• **Directions**:
How many of the lines below contain the string "fixture"? Case counts, so give only the number of lines where it appears with exactly that capitalization.

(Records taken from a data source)
☆ ☆ ☆ ☆ ☆
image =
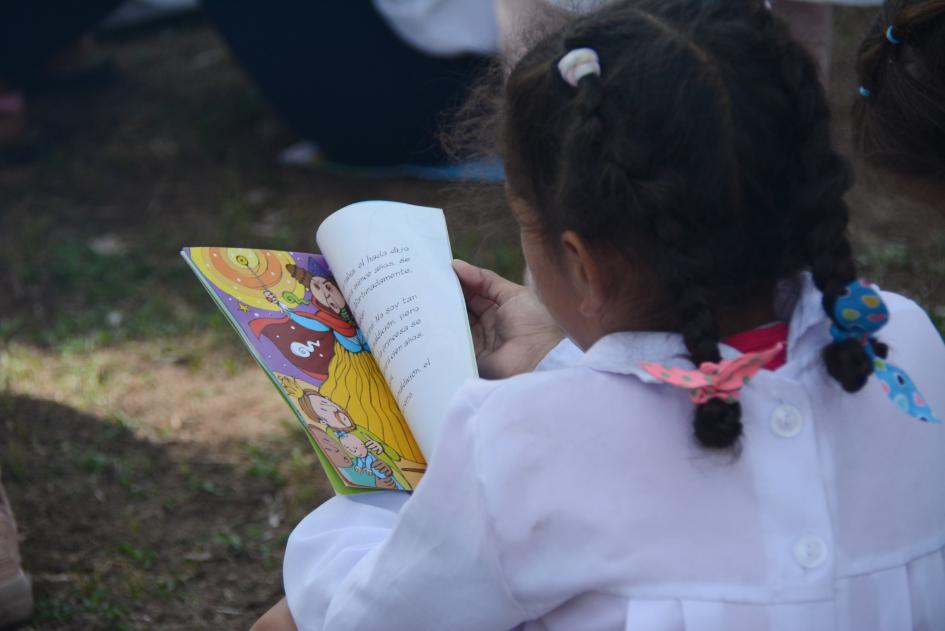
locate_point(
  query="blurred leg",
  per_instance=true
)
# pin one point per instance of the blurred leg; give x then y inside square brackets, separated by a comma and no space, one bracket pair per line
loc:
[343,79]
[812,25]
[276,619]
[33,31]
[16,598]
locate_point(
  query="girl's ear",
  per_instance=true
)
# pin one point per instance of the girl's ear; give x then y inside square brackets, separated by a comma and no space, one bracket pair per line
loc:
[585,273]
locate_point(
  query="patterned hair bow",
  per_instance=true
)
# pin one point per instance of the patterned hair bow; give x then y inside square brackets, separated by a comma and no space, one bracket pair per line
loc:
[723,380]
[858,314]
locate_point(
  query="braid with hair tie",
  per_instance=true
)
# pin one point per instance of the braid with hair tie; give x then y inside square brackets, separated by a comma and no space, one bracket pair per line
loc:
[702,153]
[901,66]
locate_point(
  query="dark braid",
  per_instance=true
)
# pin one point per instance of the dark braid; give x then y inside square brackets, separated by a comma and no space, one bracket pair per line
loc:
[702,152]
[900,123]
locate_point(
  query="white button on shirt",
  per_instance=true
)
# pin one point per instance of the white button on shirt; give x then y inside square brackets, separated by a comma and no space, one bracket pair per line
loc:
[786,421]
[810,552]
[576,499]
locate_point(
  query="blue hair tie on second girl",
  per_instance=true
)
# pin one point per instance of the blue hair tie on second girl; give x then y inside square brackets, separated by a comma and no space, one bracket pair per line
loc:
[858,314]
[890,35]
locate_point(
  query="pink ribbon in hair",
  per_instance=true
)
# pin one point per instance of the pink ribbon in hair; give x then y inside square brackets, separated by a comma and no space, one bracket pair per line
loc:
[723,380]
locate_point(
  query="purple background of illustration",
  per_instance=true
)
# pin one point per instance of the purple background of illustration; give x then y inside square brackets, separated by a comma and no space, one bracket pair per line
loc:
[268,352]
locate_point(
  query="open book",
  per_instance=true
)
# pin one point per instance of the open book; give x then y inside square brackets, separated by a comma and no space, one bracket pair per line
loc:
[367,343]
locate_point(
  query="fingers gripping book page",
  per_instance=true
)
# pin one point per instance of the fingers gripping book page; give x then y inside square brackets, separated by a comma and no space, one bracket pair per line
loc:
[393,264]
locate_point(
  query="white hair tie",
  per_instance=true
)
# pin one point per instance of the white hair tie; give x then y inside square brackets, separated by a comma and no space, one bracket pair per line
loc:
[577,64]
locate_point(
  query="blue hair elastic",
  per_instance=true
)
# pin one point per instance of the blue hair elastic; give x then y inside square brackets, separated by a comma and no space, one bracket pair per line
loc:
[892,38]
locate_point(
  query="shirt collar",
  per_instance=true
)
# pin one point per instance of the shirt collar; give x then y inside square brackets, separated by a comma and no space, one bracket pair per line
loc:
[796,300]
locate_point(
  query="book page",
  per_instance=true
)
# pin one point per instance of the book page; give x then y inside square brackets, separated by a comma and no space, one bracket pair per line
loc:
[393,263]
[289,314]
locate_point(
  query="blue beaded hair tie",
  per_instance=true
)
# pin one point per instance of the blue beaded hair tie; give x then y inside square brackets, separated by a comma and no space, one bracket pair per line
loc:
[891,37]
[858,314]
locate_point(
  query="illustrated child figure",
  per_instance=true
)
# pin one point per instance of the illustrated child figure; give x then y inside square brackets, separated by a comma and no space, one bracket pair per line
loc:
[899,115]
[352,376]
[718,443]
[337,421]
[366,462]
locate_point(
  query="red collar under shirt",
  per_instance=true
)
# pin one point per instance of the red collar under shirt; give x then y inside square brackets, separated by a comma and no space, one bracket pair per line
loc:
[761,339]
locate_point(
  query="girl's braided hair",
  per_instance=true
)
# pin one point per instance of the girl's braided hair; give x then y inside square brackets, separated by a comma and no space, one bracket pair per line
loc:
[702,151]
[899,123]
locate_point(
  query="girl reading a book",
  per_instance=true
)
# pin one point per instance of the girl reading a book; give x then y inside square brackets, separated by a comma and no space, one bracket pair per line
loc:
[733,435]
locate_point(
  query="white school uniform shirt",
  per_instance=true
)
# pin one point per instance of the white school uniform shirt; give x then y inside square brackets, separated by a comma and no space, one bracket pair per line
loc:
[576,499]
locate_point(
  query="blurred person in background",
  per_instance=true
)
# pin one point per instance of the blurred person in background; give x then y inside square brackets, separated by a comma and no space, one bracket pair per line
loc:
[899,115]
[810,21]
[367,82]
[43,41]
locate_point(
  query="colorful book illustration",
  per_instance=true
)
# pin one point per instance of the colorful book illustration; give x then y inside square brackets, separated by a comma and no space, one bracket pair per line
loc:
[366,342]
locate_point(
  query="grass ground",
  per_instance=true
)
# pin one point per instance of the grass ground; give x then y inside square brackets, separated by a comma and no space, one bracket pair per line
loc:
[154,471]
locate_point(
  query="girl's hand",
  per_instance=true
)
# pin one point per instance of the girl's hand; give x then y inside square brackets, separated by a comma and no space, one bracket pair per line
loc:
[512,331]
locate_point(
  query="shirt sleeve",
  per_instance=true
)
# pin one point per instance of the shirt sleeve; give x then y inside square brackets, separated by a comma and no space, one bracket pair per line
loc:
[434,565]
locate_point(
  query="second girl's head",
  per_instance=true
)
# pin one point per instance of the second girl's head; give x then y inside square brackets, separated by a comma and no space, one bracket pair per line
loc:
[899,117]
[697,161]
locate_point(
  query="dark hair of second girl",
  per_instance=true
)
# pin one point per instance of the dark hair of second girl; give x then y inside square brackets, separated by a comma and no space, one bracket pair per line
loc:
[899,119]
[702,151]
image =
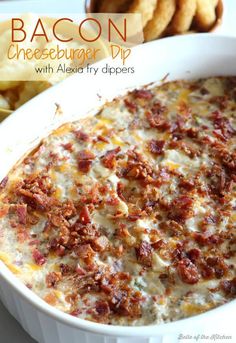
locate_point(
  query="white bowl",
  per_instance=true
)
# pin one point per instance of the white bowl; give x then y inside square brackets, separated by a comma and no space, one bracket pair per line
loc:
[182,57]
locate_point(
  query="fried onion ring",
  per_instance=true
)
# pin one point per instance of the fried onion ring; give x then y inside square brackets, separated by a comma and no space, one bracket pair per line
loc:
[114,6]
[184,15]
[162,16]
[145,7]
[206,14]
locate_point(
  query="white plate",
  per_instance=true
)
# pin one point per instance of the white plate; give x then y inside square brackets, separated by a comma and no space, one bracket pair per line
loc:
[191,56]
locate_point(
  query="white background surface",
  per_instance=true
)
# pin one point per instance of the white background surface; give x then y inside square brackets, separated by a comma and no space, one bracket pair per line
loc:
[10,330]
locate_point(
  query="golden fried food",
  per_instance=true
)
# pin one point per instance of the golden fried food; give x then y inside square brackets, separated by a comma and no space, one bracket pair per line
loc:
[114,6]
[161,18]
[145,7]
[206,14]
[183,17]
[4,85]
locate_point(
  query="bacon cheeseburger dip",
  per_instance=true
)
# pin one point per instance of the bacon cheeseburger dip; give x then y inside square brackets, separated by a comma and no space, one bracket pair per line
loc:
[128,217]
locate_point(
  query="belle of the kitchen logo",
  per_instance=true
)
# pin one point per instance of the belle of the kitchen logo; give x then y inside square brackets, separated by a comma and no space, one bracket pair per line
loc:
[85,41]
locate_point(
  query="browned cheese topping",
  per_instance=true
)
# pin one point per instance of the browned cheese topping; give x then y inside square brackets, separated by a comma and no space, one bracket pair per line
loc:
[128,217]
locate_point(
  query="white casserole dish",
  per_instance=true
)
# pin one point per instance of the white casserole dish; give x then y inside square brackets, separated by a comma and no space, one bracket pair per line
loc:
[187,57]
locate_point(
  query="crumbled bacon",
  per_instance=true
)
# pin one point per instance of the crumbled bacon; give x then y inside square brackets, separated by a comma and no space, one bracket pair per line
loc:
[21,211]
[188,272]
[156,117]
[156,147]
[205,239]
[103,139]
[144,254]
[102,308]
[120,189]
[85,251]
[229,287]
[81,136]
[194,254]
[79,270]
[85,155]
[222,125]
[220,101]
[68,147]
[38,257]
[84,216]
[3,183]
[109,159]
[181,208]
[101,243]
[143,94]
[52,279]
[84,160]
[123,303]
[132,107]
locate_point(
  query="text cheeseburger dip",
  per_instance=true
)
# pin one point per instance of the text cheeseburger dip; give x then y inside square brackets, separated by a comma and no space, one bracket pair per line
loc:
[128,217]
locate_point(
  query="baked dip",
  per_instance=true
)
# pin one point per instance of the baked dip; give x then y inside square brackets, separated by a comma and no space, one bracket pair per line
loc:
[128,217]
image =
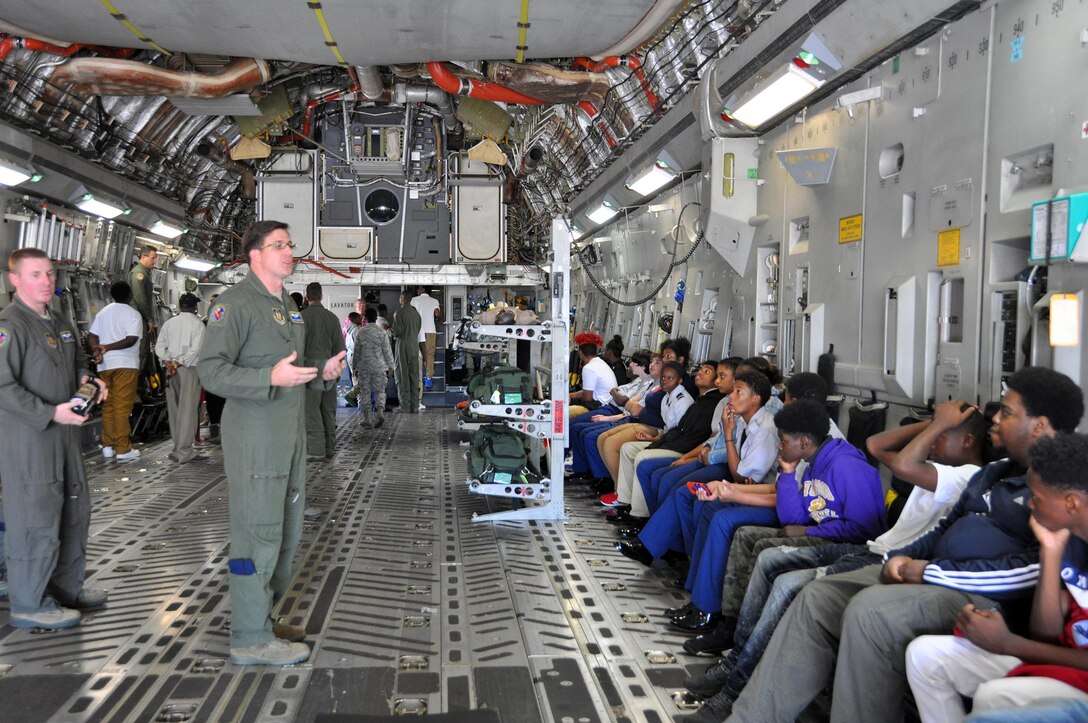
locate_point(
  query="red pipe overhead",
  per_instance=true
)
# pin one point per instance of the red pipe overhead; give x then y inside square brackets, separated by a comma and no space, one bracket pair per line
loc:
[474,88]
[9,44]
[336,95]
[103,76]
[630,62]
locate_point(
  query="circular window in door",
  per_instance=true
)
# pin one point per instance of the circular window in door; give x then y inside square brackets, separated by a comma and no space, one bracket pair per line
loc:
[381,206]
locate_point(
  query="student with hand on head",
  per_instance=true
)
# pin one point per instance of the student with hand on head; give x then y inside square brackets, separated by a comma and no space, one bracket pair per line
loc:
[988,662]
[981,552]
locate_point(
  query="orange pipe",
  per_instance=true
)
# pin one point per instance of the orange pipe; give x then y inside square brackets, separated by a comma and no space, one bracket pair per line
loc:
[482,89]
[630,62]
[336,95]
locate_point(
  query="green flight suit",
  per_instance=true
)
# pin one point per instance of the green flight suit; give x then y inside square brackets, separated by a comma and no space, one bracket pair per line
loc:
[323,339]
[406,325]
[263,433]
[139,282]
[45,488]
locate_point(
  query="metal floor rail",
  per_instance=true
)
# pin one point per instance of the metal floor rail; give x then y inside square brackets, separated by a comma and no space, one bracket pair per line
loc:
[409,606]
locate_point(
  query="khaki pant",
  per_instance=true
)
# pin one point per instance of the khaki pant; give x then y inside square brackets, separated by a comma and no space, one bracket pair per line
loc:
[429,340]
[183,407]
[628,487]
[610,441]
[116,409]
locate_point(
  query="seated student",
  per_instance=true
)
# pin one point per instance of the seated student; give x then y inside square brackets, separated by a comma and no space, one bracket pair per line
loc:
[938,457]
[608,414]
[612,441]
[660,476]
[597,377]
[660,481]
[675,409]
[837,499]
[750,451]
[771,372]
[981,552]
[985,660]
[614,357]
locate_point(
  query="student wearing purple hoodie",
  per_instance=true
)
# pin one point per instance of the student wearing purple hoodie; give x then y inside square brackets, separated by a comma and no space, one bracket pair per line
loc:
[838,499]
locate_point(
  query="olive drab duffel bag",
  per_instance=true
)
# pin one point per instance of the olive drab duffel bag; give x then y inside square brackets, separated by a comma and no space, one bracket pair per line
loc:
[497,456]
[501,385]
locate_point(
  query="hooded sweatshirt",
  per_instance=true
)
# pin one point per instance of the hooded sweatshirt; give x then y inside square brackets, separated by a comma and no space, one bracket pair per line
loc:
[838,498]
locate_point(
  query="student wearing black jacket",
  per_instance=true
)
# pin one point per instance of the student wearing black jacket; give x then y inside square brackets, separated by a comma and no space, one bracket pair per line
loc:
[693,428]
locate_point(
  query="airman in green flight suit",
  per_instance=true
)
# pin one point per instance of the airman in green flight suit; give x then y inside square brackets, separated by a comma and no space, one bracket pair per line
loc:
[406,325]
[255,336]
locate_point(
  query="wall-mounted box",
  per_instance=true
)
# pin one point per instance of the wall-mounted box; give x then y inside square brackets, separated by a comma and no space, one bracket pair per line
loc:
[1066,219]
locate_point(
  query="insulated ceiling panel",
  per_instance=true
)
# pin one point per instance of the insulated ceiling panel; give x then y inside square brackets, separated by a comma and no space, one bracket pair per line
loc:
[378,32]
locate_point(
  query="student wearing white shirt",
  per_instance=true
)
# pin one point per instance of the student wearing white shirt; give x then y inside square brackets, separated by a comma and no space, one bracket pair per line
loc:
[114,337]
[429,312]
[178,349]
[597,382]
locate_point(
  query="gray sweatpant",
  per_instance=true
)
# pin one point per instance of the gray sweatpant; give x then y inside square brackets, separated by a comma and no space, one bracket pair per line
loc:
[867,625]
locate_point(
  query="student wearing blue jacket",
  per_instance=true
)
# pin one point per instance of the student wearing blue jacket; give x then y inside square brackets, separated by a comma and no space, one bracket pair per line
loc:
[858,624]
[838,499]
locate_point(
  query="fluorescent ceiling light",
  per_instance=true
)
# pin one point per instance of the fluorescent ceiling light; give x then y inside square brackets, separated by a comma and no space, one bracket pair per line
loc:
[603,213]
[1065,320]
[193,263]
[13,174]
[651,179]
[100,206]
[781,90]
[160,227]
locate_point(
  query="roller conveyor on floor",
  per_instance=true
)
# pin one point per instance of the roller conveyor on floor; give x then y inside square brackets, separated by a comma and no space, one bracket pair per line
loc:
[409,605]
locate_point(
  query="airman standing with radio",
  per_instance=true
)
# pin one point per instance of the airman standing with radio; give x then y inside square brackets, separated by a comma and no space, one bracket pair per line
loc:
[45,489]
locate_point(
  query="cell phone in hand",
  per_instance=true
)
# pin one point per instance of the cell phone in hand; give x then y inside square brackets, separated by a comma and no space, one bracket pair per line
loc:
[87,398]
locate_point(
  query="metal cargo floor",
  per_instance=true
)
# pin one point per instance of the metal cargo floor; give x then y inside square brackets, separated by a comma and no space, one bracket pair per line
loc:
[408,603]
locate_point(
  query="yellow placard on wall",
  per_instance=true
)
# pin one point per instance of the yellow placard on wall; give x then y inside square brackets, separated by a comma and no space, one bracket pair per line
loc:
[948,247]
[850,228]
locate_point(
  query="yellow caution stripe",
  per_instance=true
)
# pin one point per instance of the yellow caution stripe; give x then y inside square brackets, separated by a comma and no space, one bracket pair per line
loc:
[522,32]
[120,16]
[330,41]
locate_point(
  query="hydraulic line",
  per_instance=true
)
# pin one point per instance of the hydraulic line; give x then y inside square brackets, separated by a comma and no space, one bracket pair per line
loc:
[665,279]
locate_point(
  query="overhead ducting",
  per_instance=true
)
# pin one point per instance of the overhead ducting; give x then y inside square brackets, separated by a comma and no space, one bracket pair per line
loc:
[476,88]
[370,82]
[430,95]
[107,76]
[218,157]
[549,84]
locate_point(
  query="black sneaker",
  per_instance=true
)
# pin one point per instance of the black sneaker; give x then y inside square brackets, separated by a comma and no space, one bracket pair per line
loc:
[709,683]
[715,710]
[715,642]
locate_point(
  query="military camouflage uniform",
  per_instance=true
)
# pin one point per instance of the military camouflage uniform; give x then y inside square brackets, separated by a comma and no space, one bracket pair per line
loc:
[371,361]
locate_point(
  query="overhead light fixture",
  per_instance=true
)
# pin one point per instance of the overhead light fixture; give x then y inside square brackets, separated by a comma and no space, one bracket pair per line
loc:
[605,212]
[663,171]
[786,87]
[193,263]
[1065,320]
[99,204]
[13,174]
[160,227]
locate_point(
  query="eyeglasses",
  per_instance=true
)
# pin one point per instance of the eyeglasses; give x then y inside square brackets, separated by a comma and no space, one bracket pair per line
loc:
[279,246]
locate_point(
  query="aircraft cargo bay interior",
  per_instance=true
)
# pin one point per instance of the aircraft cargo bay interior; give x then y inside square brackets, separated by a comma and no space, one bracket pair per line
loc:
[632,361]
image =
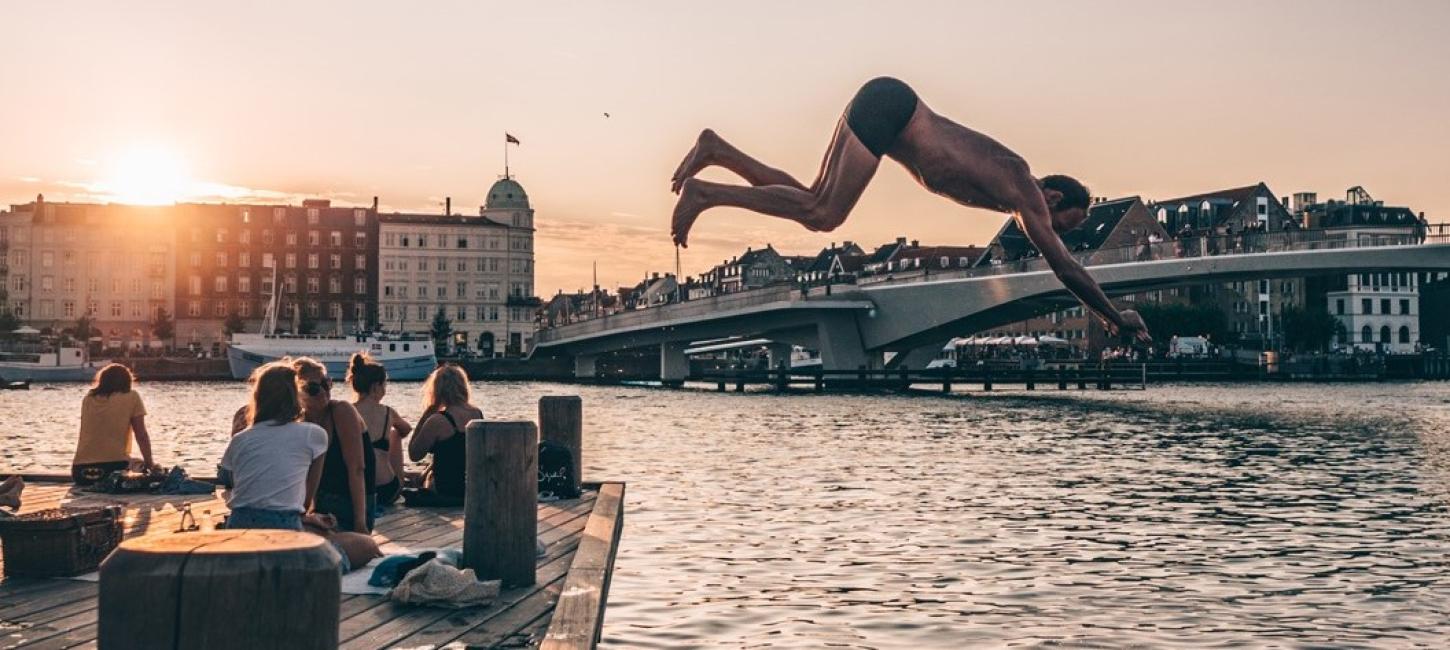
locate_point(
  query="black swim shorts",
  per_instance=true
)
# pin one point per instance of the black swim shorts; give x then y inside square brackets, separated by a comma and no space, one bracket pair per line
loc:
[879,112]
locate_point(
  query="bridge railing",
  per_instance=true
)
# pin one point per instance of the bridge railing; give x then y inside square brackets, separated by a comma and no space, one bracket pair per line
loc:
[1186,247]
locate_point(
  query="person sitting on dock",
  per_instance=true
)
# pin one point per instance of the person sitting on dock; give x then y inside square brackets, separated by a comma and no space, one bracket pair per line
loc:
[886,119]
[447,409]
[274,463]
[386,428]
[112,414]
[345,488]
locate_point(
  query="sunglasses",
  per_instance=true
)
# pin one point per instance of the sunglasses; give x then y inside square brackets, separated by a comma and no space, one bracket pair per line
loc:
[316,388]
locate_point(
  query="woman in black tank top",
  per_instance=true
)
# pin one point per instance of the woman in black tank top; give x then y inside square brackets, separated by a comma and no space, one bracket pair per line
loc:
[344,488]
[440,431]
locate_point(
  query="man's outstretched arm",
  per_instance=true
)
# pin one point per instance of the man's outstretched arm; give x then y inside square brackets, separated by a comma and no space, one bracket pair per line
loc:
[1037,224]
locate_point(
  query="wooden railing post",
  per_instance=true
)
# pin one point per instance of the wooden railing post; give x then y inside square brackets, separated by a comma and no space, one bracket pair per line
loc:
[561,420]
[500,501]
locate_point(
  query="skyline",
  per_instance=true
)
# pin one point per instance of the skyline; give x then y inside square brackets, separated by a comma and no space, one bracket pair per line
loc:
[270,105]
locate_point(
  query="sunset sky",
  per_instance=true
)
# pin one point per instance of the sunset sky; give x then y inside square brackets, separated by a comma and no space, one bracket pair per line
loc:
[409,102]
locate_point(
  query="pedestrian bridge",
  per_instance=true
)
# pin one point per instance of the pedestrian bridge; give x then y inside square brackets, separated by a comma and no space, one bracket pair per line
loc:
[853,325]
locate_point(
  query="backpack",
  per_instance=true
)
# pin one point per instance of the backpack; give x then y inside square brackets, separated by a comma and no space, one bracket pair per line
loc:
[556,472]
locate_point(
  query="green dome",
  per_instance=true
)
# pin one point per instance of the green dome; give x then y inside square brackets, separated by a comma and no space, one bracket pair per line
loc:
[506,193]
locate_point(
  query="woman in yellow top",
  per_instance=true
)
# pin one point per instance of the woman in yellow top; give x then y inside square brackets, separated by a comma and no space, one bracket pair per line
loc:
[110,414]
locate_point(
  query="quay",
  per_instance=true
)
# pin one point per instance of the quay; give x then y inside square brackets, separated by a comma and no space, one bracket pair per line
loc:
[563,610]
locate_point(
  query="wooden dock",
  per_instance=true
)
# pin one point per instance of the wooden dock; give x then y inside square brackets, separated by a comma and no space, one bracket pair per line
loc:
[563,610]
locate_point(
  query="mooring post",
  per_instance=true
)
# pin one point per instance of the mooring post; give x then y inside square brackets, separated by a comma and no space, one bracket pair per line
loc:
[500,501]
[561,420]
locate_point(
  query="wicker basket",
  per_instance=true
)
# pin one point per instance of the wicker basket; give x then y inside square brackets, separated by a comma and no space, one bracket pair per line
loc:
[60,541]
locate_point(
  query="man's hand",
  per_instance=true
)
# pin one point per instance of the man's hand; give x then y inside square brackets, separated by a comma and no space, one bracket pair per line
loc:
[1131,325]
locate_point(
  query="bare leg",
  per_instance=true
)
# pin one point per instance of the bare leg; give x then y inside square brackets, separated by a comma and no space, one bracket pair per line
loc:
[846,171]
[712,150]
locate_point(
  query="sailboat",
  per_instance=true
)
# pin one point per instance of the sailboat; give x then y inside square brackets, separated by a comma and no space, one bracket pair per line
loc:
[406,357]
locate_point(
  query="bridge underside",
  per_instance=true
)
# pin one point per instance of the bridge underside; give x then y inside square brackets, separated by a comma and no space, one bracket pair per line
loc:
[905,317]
☆ ☆ ☆ ☆ ☆
• **Result of this exercise**:
2